Reproduce the material below word for word, including every line.
::::::::
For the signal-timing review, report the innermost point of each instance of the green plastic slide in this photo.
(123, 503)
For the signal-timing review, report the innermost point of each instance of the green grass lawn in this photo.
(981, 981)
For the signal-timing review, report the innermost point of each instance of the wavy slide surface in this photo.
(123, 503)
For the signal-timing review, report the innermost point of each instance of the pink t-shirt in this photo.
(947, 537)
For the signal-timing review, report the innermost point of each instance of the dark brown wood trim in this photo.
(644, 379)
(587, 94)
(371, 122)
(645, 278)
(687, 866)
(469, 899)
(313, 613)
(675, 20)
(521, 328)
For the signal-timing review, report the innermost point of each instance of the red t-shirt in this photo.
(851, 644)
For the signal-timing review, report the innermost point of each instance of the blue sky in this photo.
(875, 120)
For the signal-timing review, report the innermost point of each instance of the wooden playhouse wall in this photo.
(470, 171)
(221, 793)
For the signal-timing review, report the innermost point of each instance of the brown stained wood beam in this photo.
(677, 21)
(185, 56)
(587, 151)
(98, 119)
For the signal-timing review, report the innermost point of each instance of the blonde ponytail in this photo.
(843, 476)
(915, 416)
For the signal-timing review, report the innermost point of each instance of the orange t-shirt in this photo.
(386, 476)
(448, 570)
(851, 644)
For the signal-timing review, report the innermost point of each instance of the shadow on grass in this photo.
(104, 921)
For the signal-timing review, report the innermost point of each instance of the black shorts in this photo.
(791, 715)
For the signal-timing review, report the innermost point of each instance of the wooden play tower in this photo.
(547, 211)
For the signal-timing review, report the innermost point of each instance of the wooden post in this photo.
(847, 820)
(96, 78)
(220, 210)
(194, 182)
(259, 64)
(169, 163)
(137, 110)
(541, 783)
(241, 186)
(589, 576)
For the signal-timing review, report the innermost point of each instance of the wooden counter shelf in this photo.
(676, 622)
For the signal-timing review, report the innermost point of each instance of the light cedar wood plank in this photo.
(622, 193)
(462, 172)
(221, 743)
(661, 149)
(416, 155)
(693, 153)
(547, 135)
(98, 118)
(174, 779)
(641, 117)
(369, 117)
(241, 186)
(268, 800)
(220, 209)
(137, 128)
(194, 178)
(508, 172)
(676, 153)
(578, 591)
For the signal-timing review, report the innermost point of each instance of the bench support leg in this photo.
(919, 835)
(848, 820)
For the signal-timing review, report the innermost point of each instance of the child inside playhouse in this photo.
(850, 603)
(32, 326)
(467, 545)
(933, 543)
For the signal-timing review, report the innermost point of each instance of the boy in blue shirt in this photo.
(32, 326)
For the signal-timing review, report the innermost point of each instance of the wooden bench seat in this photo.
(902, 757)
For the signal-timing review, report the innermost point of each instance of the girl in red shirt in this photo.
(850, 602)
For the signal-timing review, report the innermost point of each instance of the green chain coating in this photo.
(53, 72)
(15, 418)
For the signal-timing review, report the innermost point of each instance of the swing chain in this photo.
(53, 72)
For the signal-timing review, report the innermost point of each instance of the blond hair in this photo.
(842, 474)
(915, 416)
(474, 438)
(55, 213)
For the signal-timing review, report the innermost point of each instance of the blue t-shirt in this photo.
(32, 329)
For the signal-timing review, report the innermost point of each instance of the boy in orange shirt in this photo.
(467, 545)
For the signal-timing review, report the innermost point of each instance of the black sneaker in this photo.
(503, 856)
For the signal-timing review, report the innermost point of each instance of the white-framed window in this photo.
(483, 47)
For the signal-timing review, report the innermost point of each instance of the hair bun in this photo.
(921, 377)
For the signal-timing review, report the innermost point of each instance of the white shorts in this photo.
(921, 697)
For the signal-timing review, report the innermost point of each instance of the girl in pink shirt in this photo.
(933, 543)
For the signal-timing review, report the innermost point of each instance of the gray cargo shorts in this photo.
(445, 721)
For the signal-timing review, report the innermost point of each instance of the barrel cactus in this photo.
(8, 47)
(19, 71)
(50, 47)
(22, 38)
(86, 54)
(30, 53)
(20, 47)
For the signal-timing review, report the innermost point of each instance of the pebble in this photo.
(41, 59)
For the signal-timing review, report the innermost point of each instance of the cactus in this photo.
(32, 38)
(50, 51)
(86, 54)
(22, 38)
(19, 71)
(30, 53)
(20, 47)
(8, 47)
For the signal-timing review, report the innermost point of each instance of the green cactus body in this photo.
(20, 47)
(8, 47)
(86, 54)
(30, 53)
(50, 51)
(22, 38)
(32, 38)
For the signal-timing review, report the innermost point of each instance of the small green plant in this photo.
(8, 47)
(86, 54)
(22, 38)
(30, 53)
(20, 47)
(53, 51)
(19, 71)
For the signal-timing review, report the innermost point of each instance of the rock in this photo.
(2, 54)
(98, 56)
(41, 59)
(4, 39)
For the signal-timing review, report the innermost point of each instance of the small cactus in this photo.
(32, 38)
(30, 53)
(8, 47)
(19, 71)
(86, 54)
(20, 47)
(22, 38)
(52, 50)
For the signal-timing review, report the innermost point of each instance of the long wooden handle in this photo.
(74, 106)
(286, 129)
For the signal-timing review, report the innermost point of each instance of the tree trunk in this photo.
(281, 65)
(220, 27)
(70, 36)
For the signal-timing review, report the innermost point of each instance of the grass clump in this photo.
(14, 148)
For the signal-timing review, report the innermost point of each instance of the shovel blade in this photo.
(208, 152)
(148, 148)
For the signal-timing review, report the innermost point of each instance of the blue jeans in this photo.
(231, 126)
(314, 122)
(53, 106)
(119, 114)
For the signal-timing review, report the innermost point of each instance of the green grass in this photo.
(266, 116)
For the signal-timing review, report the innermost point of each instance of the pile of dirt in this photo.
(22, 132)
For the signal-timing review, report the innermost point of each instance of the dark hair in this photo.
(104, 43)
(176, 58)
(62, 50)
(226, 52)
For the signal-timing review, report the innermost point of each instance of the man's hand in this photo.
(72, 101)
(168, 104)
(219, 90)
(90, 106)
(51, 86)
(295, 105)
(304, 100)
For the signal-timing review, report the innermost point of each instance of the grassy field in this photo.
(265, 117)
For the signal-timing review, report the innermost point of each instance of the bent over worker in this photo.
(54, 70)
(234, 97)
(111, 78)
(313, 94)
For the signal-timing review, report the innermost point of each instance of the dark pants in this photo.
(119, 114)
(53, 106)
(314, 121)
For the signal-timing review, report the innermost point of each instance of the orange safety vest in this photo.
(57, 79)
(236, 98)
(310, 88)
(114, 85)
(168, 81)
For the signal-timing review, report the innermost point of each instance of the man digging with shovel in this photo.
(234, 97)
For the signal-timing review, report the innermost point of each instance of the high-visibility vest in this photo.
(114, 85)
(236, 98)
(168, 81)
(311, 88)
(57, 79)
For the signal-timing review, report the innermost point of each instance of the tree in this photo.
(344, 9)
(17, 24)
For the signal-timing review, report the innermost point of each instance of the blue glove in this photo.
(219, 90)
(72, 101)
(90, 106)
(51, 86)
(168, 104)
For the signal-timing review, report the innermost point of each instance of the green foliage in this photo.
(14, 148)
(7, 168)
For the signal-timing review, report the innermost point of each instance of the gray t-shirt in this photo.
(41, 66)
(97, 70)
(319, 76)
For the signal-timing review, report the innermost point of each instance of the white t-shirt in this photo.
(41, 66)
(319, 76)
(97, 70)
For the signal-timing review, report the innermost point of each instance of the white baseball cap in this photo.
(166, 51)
::::::::
The result:
For the signal-timing review, report the innermost point of each instance of the green plastic slide in this photo.
(123, 503)
For the signal-timing review, report the innermost point of each instance of the green grass lawn in this photo.
(981, 981)
For the signal-timing review, report the innermost point of each instance of the wavy slide surface in this photo.
(123, 503)
For the signal-timing review, report the innermost point of each instance of the pink t-shirt in this photo.
(947, 537)
For the signal-timing review, report the innermost point of each instance of the dark brown wood trim in this photo.
(644, 379)
(587, 94)
(371, 122)
(645, 278)
(687, 866)
(469, 899)
(313, 613)
(675, 20)
(521, 328)
For the signal-timing review, report the innermost point of each instance of the red t-shirt in this photo.
(851, 644)
For the signal-timing review, report the innermost point of each instance of the blue sky in this photo.
(875, 120)
For the signal-timing review, report the innermost point of each instance of the wooden playhouse wall in this photo.
(470, 171)
(221, 793)
For the signal-timing review, report the innermost point of each instance of the brown stained wood beam in this photo.
(677, 21)
(185, 56)
(587, 151)
(98, 119)
For the signal-timing review, report the innermost point of each instance of the blonde ponytail in this photo.
(843, 476)
(915, 416)
For the signal-timing review, report the innermost point of each instance of the orange t-shirt in this photo.
(386, 476)
(448, 570)
(851, 644)
For the signal-timing review, report the innermost point of each instance of the shadow on grass in this photo.
(104, 921)
For the signal-timing review, report the innermost point of each instance of the black shorts in this photo.
(791, 715)
For the signal-timing review, report the innermost point of each instance of the wooden play tower in this photo.
(547, 211)
For the signal-timing review, report the innermost point of each instance of the wooden post in this photo.
(847, 820)
(96, 78)
(220, 210)
(194, 182)
(259, 64)
(169, 163)
(137, 110)
(541, 783)
(241, 186)
(589, 576)
For the signal-timing review, report the innermost point of each instance of the wooden counter shelf in this photo.
(676, 622)
For the signal-timing review, report the innermost point of each instance of the light cedar wood plank in this photo.
(622, 193)
(462, 172)
(221, 743)
(661, 149)
(416, 155)
(693, 153)
(547, 135)
(98, 118)
(174, 779)
(641, 117)
(369, 117)
(241, 186)
(268, 800)
(220, 209)
(137, 128)
(194, 178)
(508, 172)
(676, 153)
(578, 591)
For the signal-timing review, report the innermost point of each instance of the bench support leg in this photo.
(919, 835)
(848, 820)
For the signal-timing review, report the innermost point of each instance of the child inside playhouse in this photo.
(850, 603)
(32, 326)
(467, 545)
(933, 543)
For the signal-timing review, report the innermost point of each instance of the boy in blue shirt in this photo.
(32, 326)
For the signal-timing review, report the innermost point of each instance of the wooden bench seat in this photo.
(902, 757)
For the signal-timing review, report the innermost point of each instance of the girl in red shirt in this photo.
(850, 602)
For the signal-timing review, report the innermost point of each instance of the green chain coating in this photo.
(53, 72)
(15, 418)
For the signal-timing review, report the innermost point of each instance of the swing chain in this photo.
(53, 72)
For the signal-timing review, report the innermost point of each instance of the blond hair in this photo.
(842, 474)
(915, 416)
(474, 438)
(55, 213)
For the signal-timing review, report the innermost point of each instance of the blue t-shirt in this photo.
(32, 329)
For the signal-timing review, report the innermost point of each instance of the boy in orange shirt in this photo.
(467, 545)
For the signal-timing review, report the innermost point of each instance of the black sneaker in this photo.
(503, 856)
For the signal-timing review, report the innermost point of each instance of the white-framed window in this photo.
(483, 47)
For the signal-timing review, report the innermost point of each instance of the hair bun in this photo.
(921, 377)
For the signal-timing review, report the innermost point of each instance of the white shorts in this photo.
(921, 697)
For the signal-timing review, report the innermost point of each instance of the girl in pink shirt in this photo.
(933, 543)
For the signal-timing review, report the innermost point of each instance of the gray cargo shorts in this photo.
(445, 721)
For the signal-timing review, report the innermost point of each instance of the barrel cactus in this photo.
(8, 47)
(19, 71)
(50, 47)
(22, 38)
(86, 54)
(30, 53)
(20, 47)
For the signal-timing review, report the innermost point of each instance of the pebble in this photo.
(41, 59)
For the signal-timing review, report the innermost point of each instance of the cactus in this photo.
(32, 38)
(50, 51)
(86, 54)
(22, 38)
(19, 71)
(30, 53)
(20, 47)
(8, 47)
For the signal-timing review, report the innermost point of each instance of the green cactus body in this photo.
(20, 47)
(8, 47)
(86, 54)
(30, 53)
(50, 51)
(22, 38)
(32, 38)
For the signal-timing review, report the innermost point of each instance of the small green plant in this photo.
(8, 47)
(86, 54)
(22, 38)
(30, 53)
(20, 47)
(53, 51)
(19, 71)
For the signal-timing review, report the innermost point of each instance of the rock in this photo.
(2, 54)
(98, 56)
(41, 59)
(4, 39)
For the signal-timing review, report the innermost point of each instance of the small cactus in this photo.
(32, 38)
(30, 53)
(8, 47)
(19, 71)
(86, 54)
(20, 47)
(22, 38)
(52, 50)
For the signal-timing review, report the innermost point of each instance of the long wooden handle in this photo.
(74, 106)
(286, 129)
For the signal-timing review, report the innermost point of each instance of the tree trunk in this photo.
(281, 65)
(220, 27)
(70, 36)
For the signal-timing review, report the innermost point of each instance of the grass clump in this photo.
(14, 148)
For the signal-timing review, report the innermost point of each instance of the shovel blade in this photo.
(208, 152)
(148, 148)
For the signal-timing review, report the innermost point of each instance of the blue jeans in this photo.
(231, 126)
(314, 122)
(53, 106)
(119, 114)
For the signal-timing review, report the innermost point of each instance of the green grass in this photo.
(266, 116)
For the signal-timing review, report the innermost point of each instance of the pile of dirt in this photo.
(22, 132)
For the signal-timing review, report the innermost point of each instance of the dark hair in this photo.
(104, 43)
(176, 58)
(62, 50)
(226, 52)
For the signal-timing review, report the innermost point of each instance of the man's hand in this photo.
(72, 101)
(168, 104)
(219, 90)
(90, 106)
(51, 86)
(295, 105)
(304, 100)
For the signal-timing review, report the innermost point of each instance of the grassy field in this photo.
(265, 117)
For the signal-timing review, report the innermost point of each instance of the bent over worker in this photo.
(54, 70)
(234, 97)
(111, 78)
(313, 94)
For the signal-timing review, report the innermost point of each instance of the dark pants in this photo.
(119, 114)
(53, 106)
(314, 121)
For the signal-timing review, report the innermost point of each instance of the orange safety vest in this photo.
(57, 79)
(236, 98)
(310, 88)
(114, 85)
(168, 81)
For the signal-timing review, report the innermost point of each instance of the man digging with shovel in this photo.
(234, 97)
For the signal-timing review, report the innermost point of each instance of the high-visibility vest in this photo.
(114, 85)
(236, 98)
(168, 81)
(311, 88)
(57, 79)
For the signal-timing review, report the innermost point of each instance of the tree in this photo.
(344, 9)
(17, 24)
For the signal-timing review, report the innermost point of each instance of the blue glove in this photo.
(219, 90)
(72, 101)
(90, 106)
(51, 86)
(168, 104)
For the signal-timing review, report the innermost point of each instance of the green foliage in this photo.
(14, 148)
(7, 168)
For the signal-timing review, report the innermost point of each instance of the gray t-shirt in this photo.
(41, 66)
(97, 70)
(319, 76)
For the signal-timing review, report the innermost point of each instance of the white t-shirt in this photo.
(41, 66)
(319, 76)
(97, 70)
For the signal-timing review, report the innermost point of each instance of the white baseball cap in this photo.
(166, 51)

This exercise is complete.